--- start Items ---

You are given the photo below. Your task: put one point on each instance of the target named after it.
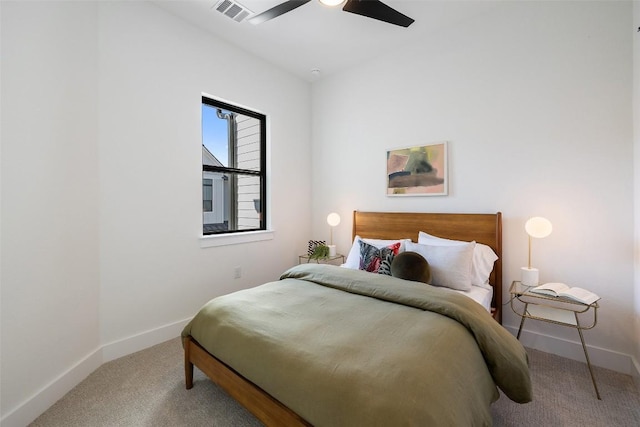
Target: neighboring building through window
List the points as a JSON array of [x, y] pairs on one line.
[[233, 168]]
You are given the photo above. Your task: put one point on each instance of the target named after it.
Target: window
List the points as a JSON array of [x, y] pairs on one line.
[[233, 168]]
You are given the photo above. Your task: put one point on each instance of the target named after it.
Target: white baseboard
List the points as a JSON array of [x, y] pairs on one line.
[[601, 357], [30, 409], [143, 340]]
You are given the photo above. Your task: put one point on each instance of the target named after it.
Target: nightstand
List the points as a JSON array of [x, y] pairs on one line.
[[333, 259], [557, 310]]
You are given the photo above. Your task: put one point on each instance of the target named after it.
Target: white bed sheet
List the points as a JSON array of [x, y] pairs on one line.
[[480, 295]]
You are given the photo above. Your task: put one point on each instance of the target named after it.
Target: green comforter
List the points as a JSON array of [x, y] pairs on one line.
[[345, 347]]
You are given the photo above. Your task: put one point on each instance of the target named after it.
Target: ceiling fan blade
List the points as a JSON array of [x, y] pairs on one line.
[[377, 10], [276, 11]]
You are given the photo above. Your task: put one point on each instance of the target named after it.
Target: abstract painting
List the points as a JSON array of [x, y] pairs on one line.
[[417, 171]]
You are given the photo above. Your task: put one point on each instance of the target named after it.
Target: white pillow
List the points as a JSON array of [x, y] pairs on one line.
[[450, 265], [353, 258], [483, 258]]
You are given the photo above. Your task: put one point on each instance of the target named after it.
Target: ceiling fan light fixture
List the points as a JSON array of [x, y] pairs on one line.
[[331, 3]]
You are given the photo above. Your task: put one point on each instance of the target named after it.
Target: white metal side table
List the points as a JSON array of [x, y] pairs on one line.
[[557, 310]]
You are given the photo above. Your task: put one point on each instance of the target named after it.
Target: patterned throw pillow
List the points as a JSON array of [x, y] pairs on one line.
[[372, 258]]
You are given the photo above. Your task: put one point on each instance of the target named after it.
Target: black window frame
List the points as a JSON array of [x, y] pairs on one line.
[[261, 174]]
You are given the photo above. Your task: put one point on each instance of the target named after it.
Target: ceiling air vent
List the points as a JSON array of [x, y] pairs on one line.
[[233, 10]]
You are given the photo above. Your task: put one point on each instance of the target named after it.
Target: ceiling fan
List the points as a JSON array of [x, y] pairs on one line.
[[370, 8]]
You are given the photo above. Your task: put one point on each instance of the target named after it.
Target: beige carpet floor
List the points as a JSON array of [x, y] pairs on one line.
[[147, 389]]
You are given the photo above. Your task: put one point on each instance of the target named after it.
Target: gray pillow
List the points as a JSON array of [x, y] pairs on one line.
[[411, 266]]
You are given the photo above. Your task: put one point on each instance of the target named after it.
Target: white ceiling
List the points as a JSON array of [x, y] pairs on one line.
[[314, 36]]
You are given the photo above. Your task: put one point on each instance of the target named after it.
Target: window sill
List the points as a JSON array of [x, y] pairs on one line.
[[235, 238]]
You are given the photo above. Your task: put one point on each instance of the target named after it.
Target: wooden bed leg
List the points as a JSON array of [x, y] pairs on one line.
[[188, 366]]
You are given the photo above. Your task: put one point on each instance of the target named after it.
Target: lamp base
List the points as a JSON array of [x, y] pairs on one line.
[[529, 276]]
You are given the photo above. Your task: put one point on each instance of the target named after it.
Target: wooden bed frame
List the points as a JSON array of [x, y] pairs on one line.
[[483, 228]]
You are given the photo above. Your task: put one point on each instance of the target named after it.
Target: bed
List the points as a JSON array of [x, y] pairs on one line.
[[327, 345]]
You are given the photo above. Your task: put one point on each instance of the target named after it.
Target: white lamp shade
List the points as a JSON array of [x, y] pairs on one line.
[[538, 227], [333, 219]]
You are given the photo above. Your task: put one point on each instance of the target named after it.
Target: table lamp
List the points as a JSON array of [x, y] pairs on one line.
[[539, 228], [333, 219]]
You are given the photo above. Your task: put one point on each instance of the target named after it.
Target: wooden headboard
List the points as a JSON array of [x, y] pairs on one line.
[[483, 228]]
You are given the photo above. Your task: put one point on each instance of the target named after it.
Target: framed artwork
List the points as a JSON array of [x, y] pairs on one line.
[[313, 244], [417, 171]]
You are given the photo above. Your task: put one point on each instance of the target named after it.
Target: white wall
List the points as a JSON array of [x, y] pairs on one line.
[[101, 186], [636, 162], [153, 270], [535, 99], [50, 269]]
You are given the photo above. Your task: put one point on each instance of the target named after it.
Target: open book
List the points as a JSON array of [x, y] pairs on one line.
[[562, 290]]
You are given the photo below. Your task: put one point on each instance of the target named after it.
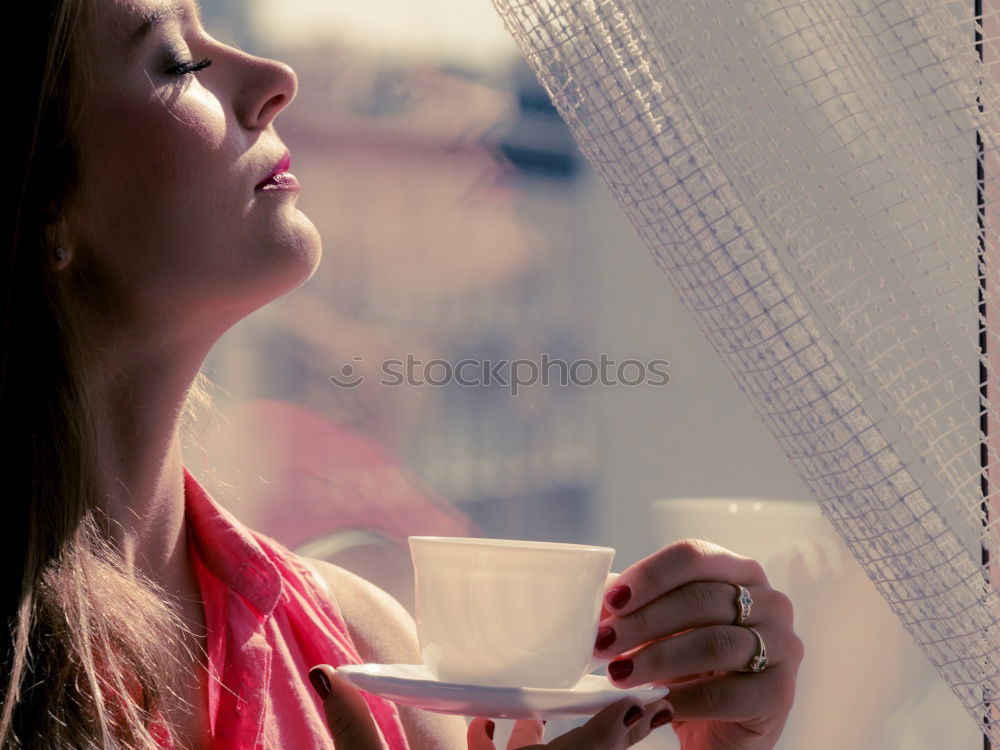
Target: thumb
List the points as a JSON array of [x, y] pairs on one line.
[[351, 723]]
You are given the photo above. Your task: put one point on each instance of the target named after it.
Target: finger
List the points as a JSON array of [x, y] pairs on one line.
[[525, 732], [689, 606], [347, 714], [735, 697], [607, 730], [657, 714], [480, 734], [721, 648], [673, 566]]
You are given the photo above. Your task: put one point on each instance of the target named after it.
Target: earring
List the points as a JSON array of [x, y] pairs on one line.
[[62, 258]]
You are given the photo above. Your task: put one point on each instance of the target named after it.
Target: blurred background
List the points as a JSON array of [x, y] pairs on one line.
[[460, 222]]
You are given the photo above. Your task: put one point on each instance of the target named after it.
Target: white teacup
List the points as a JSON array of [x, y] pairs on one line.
[[508, 613]]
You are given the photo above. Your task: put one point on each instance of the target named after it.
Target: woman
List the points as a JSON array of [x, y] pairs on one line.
[[151, 209]]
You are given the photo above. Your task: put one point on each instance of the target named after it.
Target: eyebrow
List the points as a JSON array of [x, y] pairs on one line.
[[163, 12]]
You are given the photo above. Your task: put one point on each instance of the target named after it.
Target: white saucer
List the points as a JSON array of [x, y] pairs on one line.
[[413, 685]]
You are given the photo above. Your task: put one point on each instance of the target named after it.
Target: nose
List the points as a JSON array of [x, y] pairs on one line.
[[266, 88]]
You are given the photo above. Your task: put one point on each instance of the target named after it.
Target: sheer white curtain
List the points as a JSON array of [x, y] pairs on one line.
[[805, 175]]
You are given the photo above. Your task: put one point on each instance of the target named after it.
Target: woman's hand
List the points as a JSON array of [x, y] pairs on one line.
[[618, 726], [670, 619]]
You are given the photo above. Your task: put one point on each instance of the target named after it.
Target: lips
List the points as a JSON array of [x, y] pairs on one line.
[[280, 178]]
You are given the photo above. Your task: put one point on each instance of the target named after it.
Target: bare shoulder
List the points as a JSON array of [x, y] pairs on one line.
[[384, 632]]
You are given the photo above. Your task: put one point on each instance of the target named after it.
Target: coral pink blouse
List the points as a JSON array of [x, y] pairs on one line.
[[270, 617]]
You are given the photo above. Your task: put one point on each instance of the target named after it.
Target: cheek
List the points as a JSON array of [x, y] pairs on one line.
[[159, 181]]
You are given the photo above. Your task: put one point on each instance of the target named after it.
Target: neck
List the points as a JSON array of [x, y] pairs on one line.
[[137, 395]]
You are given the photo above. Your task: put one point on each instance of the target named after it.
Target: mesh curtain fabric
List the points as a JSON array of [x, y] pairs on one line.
[[805, 175]]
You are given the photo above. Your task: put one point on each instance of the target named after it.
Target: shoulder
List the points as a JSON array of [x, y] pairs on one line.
[[384, 632]]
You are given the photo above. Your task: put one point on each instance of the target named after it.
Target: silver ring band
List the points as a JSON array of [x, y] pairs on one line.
[[758, 662], [744, 602]]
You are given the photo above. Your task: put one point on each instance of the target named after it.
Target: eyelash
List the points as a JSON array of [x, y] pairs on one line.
[[184, 68]]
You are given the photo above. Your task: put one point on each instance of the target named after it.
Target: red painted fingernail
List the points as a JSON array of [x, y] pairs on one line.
[[605, 637], [660, 718], [619, 670], [320, 682], [633, 715], [618, 596]]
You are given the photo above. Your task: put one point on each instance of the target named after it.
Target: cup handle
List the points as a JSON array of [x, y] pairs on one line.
[[598, 662]]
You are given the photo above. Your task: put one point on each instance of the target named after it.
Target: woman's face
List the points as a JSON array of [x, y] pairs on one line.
[[167, 210]]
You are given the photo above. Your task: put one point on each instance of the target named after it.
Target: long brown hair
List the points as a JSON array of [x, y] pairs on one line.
[[90, 649]]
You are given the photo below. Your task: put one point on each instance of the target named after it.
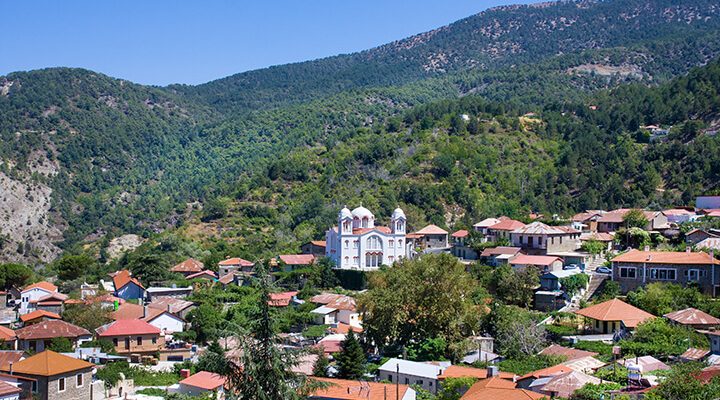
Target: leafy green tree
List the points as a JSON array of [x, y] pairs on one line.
[[351, 358], [71, 267], [429, 297], [264, 370]]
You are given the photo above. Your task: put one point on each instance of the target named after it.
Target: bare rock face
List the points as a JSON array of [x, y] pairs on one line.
[[122, 244], [27, 231]]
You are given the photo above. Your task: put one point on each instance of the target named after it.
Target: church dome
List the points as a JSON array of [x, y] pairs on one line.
[[345, 213], [362, 212]]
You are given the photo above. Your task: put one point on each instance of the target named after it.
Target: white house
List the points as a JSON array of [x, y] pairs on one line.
[[421, 374], [356, 243], [31, 294]]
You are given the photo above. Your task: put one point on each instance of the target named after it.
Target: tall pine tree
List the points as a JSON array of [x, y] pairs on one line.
[[351, 359]]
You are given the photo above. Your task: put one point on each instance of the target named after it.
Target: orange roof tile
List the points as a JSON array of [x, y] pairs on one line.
[[127, 327], [38, 314], [692, 316], [459, 371], [666, 257], [432, 230], [236, 261], [204, 380], [616, 310], [342, 389], [51, 329], [42, 285], [50, 363], [189, 265], [297, 259]]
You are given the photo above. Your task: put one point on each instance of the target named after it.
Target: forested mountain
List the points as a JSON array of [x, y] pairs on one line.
[[85, 157]]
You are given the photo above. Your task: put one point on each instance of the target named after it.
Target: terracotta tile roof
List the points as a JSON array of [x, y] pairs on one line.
[[7, 389], [432, 230], [176, 305], [381, 229], [693, 354], [297, 259], [498, 389], [569, 353], [507, 225], [7, 334], [236, 261], [128, 311], [460, 233], [342, 389], [42, 285], [281, 299], [692, 316], [549, 371], [460, 371], [127, 327], [38, 314], [50, 363], [616, 310], [539, 228], [666, 257], [10, 356], [189, 265], [122, 278], [524, 259], [494, 251], [204, 380], [51, 329], [202, 274], [564, 385]]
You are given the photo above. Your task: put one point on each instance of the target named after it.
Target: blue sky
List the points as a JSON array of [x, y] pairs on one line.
[[163, 41]]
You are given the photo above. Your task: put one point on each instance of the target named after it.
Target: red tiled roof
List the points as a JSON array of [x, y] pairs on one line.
[[204, 380], [42, 285], [616, 310], [569, 353], [38, 314], [122, 278], [127, 327], [507, 225], [202, 274], [432, 230], [189, 265], [460, 233], [666, 257], [236, 261], [459, 371], [495, 251], [692, 316], [524, 259], [51, 329], [297, 259], [281, 299], [342, 389]]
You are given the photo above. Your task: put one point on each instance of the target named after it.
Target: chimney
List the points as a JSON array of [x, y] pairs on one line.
[[493, 371]]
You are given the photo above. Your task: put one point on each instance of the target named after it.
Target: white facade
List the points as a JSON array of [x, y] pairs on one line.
[[30, 295], [167, 323], [356, 243]]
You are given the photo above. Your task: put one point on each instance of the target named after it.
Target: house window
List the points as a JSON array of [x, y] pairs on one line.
[[628, 272], [663, 274]]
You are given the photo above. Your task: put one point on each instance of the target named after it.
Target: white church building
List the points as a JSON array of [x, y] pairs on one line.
[[356, 243]]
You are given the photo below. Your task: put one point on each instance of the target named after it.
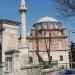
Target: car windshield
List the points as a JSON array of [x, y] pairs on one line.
[[68, 72]]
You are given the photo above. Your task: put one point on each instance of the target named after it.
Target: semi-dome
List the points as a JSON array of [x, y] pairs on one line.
[[47, 19]]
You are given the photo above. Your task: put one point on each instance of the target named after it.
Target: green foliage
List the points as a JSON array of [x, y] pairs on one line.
[[46, 66]]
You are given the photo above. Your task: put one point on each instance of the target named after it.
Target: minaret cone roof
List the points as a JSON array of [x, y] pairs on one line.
[[22, 5]]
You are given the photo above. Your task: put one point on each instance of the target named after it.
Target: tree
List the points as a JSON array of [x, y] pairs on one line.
[[66, 7]]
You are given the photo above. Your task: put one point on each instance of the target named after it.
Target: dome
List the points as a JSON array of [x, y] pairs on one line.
[[47, 19]]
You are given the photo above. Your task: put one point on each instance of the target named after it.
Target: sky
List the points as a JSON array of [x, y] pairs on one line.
[[36, 9]]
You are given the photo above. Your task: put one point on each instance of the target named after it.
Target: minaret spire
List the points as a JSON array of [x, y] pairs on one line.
[[23, 7], [22, 11], [23, 45]]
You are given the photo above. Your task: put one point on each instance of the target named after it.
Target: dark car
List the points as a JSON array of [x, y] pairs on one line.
[[66, 72]]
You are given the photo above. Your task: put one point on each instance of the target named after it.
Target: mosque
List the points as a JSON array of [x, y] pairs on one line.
[[46, 43]]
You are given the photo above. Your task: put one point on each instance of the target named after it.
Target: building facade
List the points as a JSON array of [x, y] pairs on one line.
[[48, 36], [46, 43]]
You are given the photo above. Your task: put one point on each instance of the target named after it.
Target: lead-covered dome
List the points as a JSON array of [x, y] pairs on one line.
[[47, 19]]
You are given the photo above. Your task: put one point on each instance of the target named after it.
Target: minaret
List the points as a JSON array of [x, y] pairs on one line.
[[22, 11], [23, 45]]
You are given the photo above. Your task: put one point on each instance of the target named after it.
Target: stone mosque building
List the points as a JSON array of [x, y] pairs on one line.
[[47, 41]]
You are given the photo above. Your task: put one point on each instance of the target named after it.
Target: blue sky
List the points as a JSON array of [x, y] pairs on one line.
[[36, 10]]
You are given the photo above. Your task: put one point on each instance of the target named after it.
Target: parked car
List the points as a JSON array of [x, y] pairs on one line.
[[66, 72]]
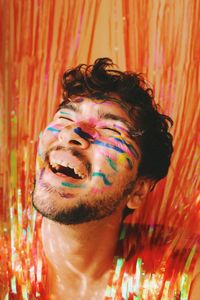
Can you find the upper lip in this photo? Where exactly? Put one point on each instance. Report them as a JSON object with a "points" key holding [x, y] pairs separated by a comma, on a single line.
{"points": [[80, 165], [77, 170]]}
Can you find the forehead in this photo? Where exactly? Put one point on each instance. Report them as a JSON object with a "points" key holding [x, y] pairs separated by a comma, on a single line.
{"points": [[96, 107]]}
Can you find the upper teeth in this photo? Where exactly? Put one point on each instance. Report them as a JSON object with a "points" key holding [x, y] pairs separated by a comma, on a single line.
{"points": [[54, 163]]}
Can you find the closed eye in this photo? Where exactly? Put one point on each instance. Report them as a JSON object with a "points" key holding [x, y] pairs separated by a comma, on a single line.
{"points": [[61, 117]]}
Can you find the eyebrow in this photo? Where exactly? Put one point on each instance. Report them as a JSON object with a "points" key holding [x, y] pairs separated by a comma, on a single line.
{"points": [[110, 116]]}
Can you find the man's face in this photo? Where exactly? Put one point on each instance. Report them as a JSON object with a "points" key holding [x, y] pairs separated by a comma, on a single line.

--- end Items ---

Scale everything from the start of the listing down to the line containing "[[377, 10], [276, 11]]", both ends included, by writing those lines out again with the requests kept and every point coordinate in the answers multiplied by 2.15 and rounded to a whole number, halves going up. Leave the pictures out.

*Finished answer:*
You are given the photo below. Your task: put one point on each instance of the target named after it.
Target: neighboring building through window
List the points as a JSON array of [x, y] pairs on one line.
[[501, 361]]
You are given the photo above. Your task: put one point on each instance of the target named after it.
Target: window
List the points as a JSON array of [x, y] pairs on one line.
[[501, 361]]
You are given the photo above. Your task: put one point on each instance of the target named after it.
Target: white baseboard
List the points as a JSON array of [x, y] pairs on one line.
[[1292, 768], [65, 879], [307, 731]]
You are given the photo above. Your task: put one point on each instance of the target named after it.
Target: nightstand
List the points as a JSON array of [x, y] pairs on one line.
[[716, 557], [1198, 667]]
You are given the photo above. Your task: put one point on each instance of the target named after it.
Target: white bed sheet
List the points as a JSON array of [x, y] pairs on one line.
[[1032, 634]]
You are given the photo above. Your task: put one point on each instance of the target named after it.
Target: green comforter
List the points as a JSON array of [x, y] pairs on one line.
[[742, 746]]
You are given the photo above. Your task: put one point on each instance of the target named after it.
Target: ceiling fan blade
List the points as a JSON array of [x, y] pairs on one line.
[[811, 22], [593, 24]]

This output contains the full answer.